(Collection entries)
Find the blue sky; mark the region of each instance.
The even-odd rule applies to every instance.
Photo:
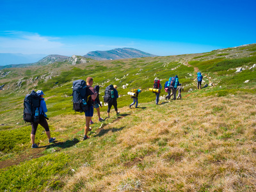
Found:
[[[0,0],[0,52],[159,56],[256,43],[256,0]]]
---
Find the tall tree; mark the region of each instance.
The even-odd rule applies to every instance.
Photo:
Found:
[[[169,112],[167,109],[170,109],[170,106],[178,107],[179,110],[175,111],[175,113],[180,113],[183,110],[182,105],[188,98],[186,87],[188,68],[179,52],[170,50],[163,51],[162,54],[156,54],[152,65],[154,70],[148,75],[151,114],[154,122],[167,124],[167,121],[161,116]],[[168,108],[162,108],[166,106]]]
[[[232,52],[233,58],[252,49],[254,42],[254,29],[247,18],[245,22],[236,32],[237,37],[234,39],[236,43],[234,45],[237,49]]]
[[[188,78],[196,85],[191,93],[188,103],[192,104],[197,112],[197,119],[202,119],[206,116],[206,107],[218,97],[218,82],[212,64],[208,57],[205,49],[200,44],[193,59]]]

*WORK INSTRUCTIONS*:
Rewrite the lines from the one containing "Find the blue" through the one containing "[[[0,0],[0,52],[159,56],[256,43],[256,0]]]", switching "blue sky" to "clear sky" and leaving everything else unchanged. Omit the picture from your answer.

*TASK RESULT*:
Find the clear sky; mark the region of each instance.
The even-odd rule applies to every instance.
Photo:
Found:
[[[0,0],[0,52],[159,56],[256,43],[256,0]]]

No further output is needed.